━━━ Provided data ━━━

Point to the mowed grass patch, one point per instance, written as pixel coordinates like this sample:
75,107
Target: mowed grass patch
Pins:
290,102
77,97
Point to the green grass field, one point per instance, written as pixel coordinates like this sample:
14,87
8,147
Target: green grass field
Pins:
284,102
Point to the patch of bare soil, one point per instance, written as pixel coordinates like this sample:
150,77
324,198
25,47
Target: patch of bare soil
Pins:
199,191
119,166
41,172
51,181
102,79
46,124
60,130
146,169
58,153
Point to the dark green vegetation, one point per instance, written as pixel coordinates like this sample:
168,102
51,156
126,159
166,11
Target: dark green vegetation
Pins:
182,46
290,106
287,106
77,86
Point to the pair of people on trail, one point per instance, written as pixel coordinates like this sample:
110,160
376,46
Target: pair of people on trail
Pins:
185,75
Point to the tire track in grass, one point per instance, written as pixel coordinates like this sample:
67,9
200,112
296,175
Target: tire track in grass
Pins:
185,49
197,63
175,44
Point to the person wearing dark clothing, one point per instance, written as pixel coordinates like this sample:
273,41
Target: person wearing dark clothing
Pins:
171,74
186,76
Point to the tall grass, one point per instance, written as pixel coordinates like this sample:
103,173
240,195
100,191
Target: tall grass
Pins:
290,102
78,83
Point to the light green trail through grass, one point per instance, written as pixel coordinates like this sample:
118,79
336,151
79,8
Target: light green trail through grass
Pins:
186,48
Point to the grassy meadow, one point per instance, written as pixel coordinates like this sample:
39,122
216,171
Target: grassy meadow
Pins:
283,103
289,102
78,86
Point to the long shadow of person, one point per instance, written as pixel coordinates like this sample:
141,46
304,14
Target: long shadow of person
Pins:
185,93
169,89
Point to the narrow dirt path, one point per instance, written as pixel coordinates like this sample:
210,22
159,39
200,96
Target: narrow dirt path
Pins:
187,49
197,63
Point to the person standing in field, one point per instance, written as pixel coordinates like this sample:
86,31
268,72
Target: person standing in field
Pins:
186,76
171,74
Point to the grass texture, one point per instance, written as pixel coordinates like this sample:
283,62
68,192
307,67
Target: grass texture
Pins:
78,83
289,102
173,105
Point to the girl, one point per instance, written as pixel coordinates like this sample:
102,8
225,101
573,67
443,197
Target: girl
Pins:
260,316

━━━

Write out the records again, starting at the line that contains "Point to the grassy" and ending at the end of the records, keeping every line. Shift each pin coordinate by adding 31 to both of its numbers, and leave the sample numbers unchanged.

Output of the task:
Point to the grassy meadow, one point per instance, written as pixel coordinates like this sample:
39,122
216,171
Target: grassy meadow
Pins:
314,134
320,133
109,117
Point to the long shadow of person, one point per instance, written as pixel coordinates like this sample:
141,46
304,14
Target: long shadow of person
Pins:
216,124
200,120
Point to the narrow dirt path, one point per instance, written as pixel coordinates like this sample:
210,22
159,39
200,96
Target: narrow dirt path
Pins:
218,80
228,94
Point to the person standing in field, one point per instance, written as pixel coordinates like this sample:
86,31
268,72
Target: person standing in field
Pins:
217,107
202,105
Point to the grass texture, one point per instance, written as pixel coordinates like this sample:
283,62
68,192
307,67
Target: grass texture
Pins:
109,114
320,133
204,136
Point to the girl, one point per instance, written as pixel coordinates like this sample:
102,8
225,101
573,67
443,197
Target: girl
Pins:
291,347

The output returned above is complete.